- **TASK DESCRIPTION**: Retype all of the records below word for word, leaving out the pictures.

##### GIVEN RECORDS

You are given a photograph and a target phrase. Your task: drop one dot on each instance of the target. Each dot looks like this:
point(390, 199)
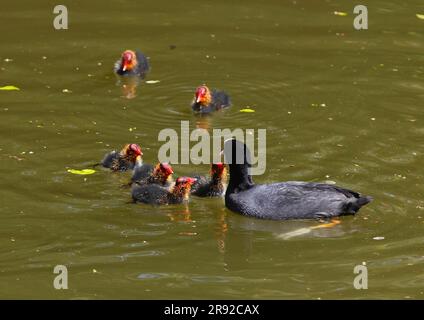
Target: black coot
point(283, 200)
point(206, 101)
point(212, 187)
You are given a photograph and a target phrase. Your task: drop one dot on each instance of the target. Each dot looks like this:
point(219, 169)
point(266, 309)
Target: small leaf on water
point(81, 172)
point(9, 88)
point(339, 13)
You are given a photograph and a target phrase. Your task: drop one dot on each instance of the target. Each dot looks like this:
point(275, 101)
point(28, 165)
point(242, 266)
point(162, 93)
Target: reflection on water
point(129, 86)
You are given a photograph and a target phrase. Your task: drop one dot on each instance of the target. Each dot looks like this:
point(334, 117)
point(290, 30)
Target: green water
point(284, 59)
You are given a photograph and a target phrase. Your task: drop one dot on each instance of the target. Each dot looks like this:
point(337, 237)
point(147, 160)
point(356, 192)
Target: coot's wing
point(296, 200)
point(143, 64)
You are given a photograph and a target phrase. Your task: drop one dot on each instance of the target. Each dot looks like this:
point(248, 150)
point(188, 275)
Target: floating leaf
point(341, 14)
point(81, 172)
point(9, 88)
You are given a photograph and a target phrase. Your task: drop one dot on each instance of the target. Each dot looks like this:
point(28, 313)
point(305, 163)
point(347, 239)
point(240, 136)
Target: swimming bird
point(124, 160)
point(206, 100)
point(160, 174)
point(213, 186)
point(132, 63)
point(159, 195)
point(283, 200)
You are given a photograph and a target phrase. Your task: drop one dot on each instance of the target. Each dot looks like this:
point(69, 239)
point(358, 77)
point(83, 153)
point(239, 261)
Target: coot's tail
point(353, 206)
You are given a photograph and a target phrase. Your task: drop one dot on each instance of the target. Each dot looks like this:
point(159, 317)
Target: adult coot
point(283, 200)
point(206, 101)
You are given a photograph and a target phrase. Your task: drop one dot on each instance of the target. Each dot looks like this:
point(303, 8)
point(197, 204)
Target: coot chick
point(124, 160)
point(161, 174)
point(159, 195)
point(214, 186)
point(132, 63)
point(206, 101)
point(283, 200)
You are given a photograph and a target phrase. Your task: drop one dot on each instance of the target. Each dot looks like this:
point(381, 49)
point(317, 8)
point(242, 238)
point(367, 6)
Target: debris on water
point(9, 88)
point(82, 172)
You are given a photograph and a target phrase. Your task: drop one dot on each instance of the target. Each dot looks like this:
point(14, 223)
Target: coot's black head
point(237, 155)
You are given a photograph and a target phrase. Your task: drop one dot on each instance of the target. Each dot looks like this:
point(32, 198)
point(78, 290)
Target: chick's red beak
point(167, 169)
point(127, 62)
point(200, 94)
point(135, 148)
point(191, 180)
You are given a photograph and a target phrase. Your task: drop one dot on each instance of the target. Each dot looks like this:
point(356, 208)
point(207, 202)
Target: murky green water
point(283, 58)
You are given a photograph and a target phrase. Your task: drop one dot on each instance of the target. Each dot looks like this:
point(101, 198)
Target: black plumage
point(284, 200)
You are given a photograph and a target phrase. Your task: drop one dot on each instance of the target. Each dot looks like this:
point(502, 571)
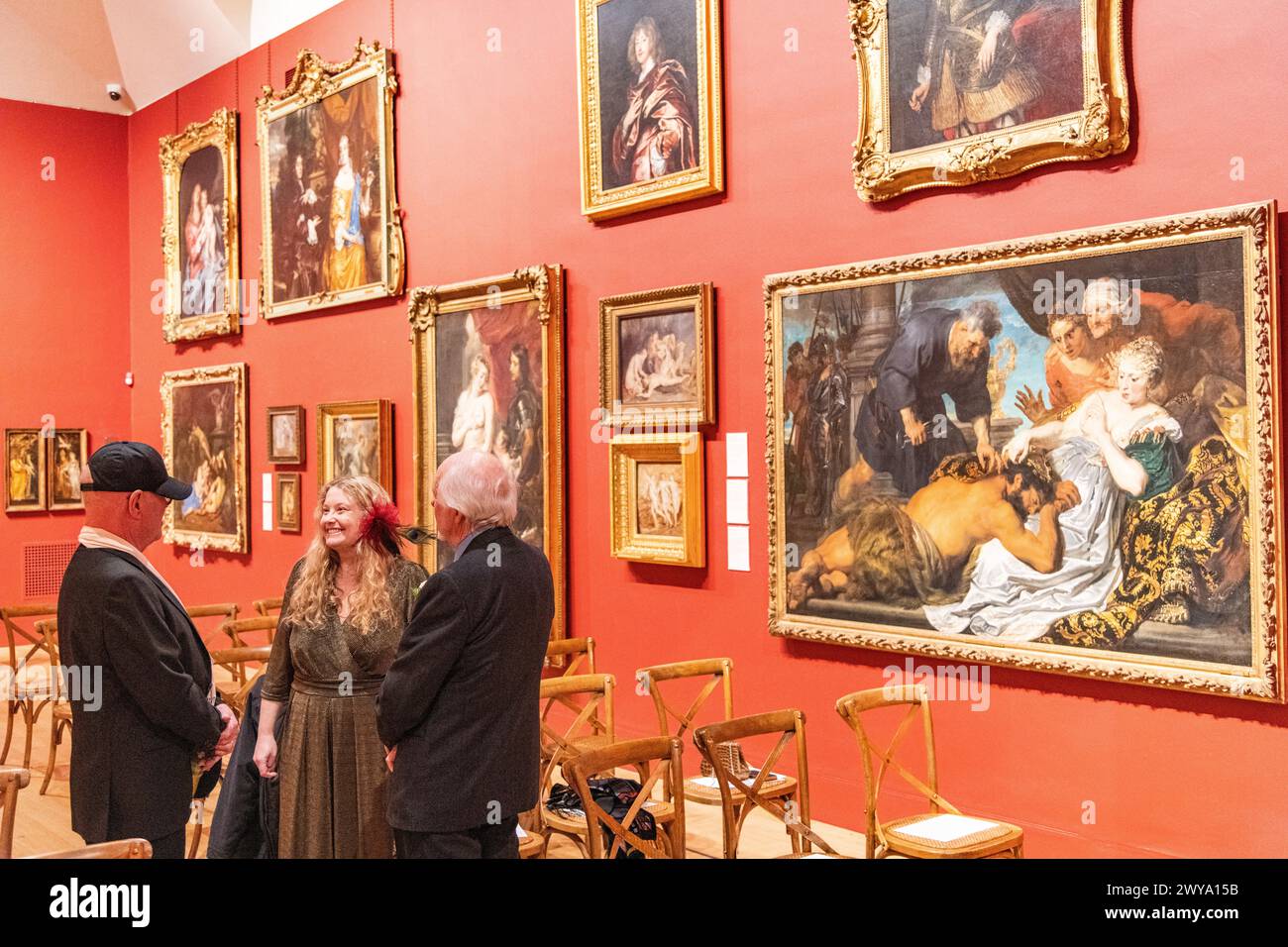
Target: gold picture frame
point(287, 501)
point(1235, 650)
point(25, 470)
point(467, 328)
point(294, 421)
point(671, 466)
point(329, 107)
point(200, 302)
point(63, 489)
point(690, 69)
point(204, 441)
point(357, 437)
point(677, 394)
point(890, 158)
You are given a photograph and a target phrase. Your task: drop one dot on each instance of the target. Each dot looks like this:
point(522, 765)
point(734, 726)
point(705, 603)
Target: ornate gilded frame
point(42, 472)
point(236, 541)
point(312, 81)
point(220, 132)
point(542, 283)
point(678, 415)
point(52, 464)
point(296, 414)
point(1098, 131)
point(283, 523)
point(378, 410)
point(625, 453)
point(1252, 223)
point(707, 178)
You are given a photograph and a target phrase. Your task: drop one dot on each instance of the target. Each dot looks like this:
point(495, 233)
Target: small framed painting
point(286, 434)
point(356, 437)
point(657, 499)
point(68, 454)
point(286, 488)
point(24, 471)
point(657, 368)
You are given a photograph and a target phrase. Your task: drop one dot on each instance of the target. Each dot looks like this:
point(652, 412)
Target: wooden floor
point(44, 821)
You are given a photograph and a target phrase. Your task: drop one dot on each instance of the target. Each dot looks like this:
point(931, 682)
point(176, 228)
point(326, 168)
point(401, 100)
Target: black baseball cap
point(124, 467)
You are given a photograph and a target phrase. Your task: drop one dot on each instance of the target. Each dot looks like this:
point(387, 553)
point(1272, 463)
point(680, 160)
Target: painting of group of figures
point(1061, 464)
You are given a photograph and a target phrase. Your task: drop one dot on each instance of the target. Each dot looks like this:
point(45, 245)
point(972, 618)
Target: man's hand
point(1067, 496)
point(988, 458)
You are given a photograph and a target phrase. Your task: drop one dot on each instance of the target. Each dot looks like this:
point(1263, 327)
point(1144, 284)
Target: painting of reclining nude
point(1064, 466)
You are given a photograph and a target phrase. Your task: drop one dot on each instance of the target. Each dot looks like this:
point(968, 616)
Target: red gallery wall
point(63, 292)
point(488, 176)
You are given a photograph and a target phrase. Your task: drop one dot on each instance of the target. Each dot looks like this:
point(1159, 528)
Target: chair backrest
point(558, 745)
point(851, 707)
point(267, 605)
point(12, 779)
point(18, 635)
point(239, 629)
point(655, 759)
point(235, 660)
point(123, 848)
point(581, 651)
point(789, 725)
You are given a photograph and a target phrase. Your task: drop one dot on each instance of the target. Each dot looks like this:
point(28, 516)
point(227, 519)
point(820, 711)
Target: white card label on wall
point(739, 548)
point(735, 455)
point(735, 501)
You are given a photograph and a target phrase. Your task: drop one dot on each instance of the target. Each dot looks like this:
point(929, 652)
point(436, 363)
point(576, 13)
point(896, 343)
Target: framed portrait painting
point(24, 471)
point(1059, 454)
point(651, 103)
point(68, 454)
point(333, 232)
point(200, 234)
point(488, 376)
point(357, 437)
point(287, 496)
point(957, 91)
point(657, 365)
point(286, 434)
point(657, 495)
point(204, 438)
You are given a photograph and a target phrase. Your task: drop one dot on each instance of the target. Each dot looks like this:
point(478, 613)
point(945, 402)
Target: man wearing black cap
point(134, 757)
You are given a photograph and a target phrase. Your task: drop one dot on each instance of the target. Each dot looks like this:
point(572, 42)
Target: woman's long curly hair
point(316, 591)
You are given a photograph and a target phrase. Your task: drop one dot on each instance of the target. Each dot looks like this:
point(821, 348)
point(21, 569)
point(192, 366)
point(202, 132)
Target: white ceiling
point(67, 52)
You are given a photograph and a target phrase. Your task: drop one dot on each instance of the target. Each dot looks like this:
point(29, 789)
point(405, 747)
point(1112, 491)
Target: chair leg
point(55, 735)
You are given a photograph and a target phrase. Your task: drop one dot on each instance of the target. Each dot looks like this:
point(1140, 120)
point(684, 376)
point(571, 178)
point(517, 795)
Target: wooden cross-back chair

##########

- **RESULT OF THE TASK**:
You are given a photograph and a target phrase. Your task: drop one dot on each instance of the target. Each dot looks like this:
point(390, 199)
Target: black coot
point(283, 200)
point(206, 101)
point(212, 187)
You are given a photograph and a target phrase. Your task: drop one dot on each instance of the target. Each dot looks like this:
point(219, 169)
point(266, 309)
Target: small leaf on water
point(81, 172)
point(9, 88)
point(339, 13)
You are given a photograph and a target phrase. Your task: drop one dot on each instance of the target. Each dot looks like this:
point(275, 101)
point(28, 165)
point(242, 266)
point(162, 93)
Target: reflection on water
point(129, 86)
You are given a photograph and a target phrase. Your task: drop one dot on each instance of the target. Each dot looks like this:
point(334, 117)
point(290, 30)
Target: green water
point(284, 59)
You are given a photograph and a target phrase. Your task: drop one dot on each instance of the target. Each dot looks like this:
point(337, 237)
point(147, 160)
point(356, 192)
Target: coot's wing
point(296, 200)
point(143, 64)
You are given a photograph and a target phrase. Your task: drop one dot on each instance of the target. Each dot looks like this:
point(248, 150)
point(188, 275)
Target: floating leaf
point(341, 14)
point(81, 172)
point(9, 88)
You are given a photograph and a target phrase. Your task: drop one dot on each instance of the target. Each dot looks like this:
point(28, 313)
point(305, 163)
point(347, 239)
point(240, 136)
Target: swimming bird
point(124, 160)
point(206, 100)
point(160, 174)
point(213, 186)
point(132, 63)
point(159, 195)
point(283, 200)
You are given a photograph and a target phrase. Your task: drop one dot on each instance of the target. Each dot looks like this:
point(69, 239)
point(358, 77)
point(83, 153)
point(239, 261)
Target: coot's tail
point(353, 206)
You are given a photograph and a target phrase. Your task: drop one dot on each instance of the target. Each dot looks like this:
point(159, 317)
Target: adult coot
point(283, 200)
point(206, 101)
You are given a photograph and a target phrase. Your task: drop one dot on each instance of the target. Each dot looks like this:
point(303, 8)
point(197, 204)
Target: coot chick
point(124, 160)
point(161, 174)
point(159, 195)
point(214, 186)
point(132, 63)
point(206, 101)
point(283, 200)
You are given a photograph and a target phrase. Your task: drop one dot on each instance of the target. Each dot looks like this:
point(381, 49)
point(317, 8)
point(242, 238)
point(367, 6)
Target: debris on water
point(9, 88)
point(82, 172)
You are given a photograph and a target phrase. Your task: drop one dot on each instance of the target. Each dot looks like this:
point(14, 223)
Target: coot's black head
point(237, 155)
You are given a photograph and a target phrase. Your task: drop one dot on each instance of the target. Each dot looks like this:
point(32, 198)
point(78, 290)
Target: chick's red beak
point(167, 169)
point(127, 62)
point(200, 94)
point(135, 148)
point(191, 180)
You are given a photograph and a target phrase. Your task: drop one dot on each instance of the target. Each dot looks like this:
point(356, 208)
point(207, 202)
Target: murky green water
point(283, 58)
You are given a photograph and a target phrase. Your task: drop one dot on each instance of the target. Each dot looks like this:
point(101, 198)
Target: black plumage
point(284, 200)
You are given a photograph and a target phrase. Your task: drop one dot on each instance of the target. Each dot looks like this:
point(502, 571)
Target: gold picture frame
point(287, 501)
point(1235, 650)
point(25, 470)
point(467, 328)
point(294, 421)
point(671, 466)
point(329, 107)
point(200, 302)
point(63, 489)
point(690, 69)
point(204, 441)
point(357, 437)
point(677, 394)
point(890, 158)
You are given a photograph and a target phrase. Your task: drop one dot on each instance of the target. Each dot looks like this:
point(522, 765)
point(734, 726)
point(705, 603)
Target: ornate gilded frame
point(42, 472)
point(236, 541)
point(312, 81)
point(220, 132)
point(542, 283)
point(678, 415)
point(52, 464)
point(296, 414)
point(1098, 131)
point(283, 523)
point(378, 410)
point(625, 453)
point(1252, 223)
point(707, 178)
You are given a photograph and a target phrase. Your task: drop one dot on each instance of the target. Each dot looks like this:
point(495, 233)
Target: small framed painting
point(286, 434)
point(356, 437)
point(657, 499)
point(68, 454)
point(286, 488)
point(24, 471)
point(657, 368)
You are given a photograph and a target phrase. Your task: drop one dot on each instance of the target. Each dot looks like this:
point(652, 412)
Target: wooden floor
point(44, 821)
You are given a photograph and a target phrase. Your task: drop one dot on each instance of the target. Each dot looks like this:
point(931, 682)
point(176, 228)
point(326, 168)
point(401, 100)
Target: black baseball cap
point(124, 467)
You are given a photograph and a target phrase. Your task: drop one dot on each instance of the target. Each dot looks like this:
point(387, 553)
point(1272, 463)
point(680, 160)
Target: painting of group of figures
point(1061, 464)
You are given a photograph and a target phrase. Your task: drop one dot on each instance of the target. Each dot looks like this:
point(45, 245)
point(972, 618)
Target: man's hand
point(1067, 496)
point(988, 458)
You are given a photograph and a target phrase. Your task: drop one dot on each instance of the target. Each dot looks like this:
point(1263, 327)
point(1144, 284)
Target: painting of reclining nude
point(1064, 466)
You are given a photograph and a target phrase. Your task: drop one dot on each instance of the target. Each dot looks like this:
point(968, 616)
Target: red gallery wall
point(63, 292)
point(488, 176)
You are given a photograph and a target phrase. Your task: drop one dot on each instance of the target. Each dot looks like this:
point(1159, 528)
Target: chair backrest
point(558, 745)
point(851, 707)
point(267, 605)
point(12, 779)
point(18, 635)
point(239, 629)
point(655, 759)
point(235, 660)
point(123, 848)
point(581, 651)
point(789, 725)
You are given a photograph and a target phrase. Your task: drop one dot on each instance of the target. Each dot looks like this:
point(28, 516)
point(227, 519)
point(820, 711)
Target: white card label on wall
point(739, 548)
point(735, 455)
point(735, 501)
You are given a photograph and a target phrase. Your task: drop one dot on each instance of the target. Each dot looks like this:
point(929, 652)
point(436, 363)
point(576, 13)
point(896, 343)
Target: framed portrait painting
point(24, 471)
point(1059, 454)
point(651, 103)
point(68, 454)
point(333, 232)
point(200, 234)
point(488, 376)
point(357, 437)
point(287, 496)
point(957, 91)
point(657, 365)
point(286, 434)
point(657, 495)
point(204, 438)
You are given a photograph and a target phrase. Your task: drop one dot on each instance of the target. Each dot looks like this:
point(478, 613)
point(945, 402)
Target: man wearing black cap
point(134, 757)
You are given a photograph and a target phrase. Your task: drop one dot on each instance of the target. Each dot looks like this:
point(572, 42)
Target: woman's long curly hair
point(316, 591)
You are given a photograph and a target phrase. Your task: drop one dot on each instance of the target. Each dot looks like this:
point(821, 348)
point(21, 569)
point(192, 366)
point(202, 132)
Target: white ceiling
point(67, 52)
You are given a photograph and a target phrase. Your task: drop one dot on each instance of the target. Each dot looks like this:
point(29, 789)
point(405, 747)
point(1112, 491)
Target: chair leg
point(55, 735)
You are given a photograph and a target phrase. Your task: drop one dot on each instance of the target. Each dot looks like this:
point(1140, 120)
point(684, 376)
point(571, 178)
point(517, 795)
Target: wooden cross-back chair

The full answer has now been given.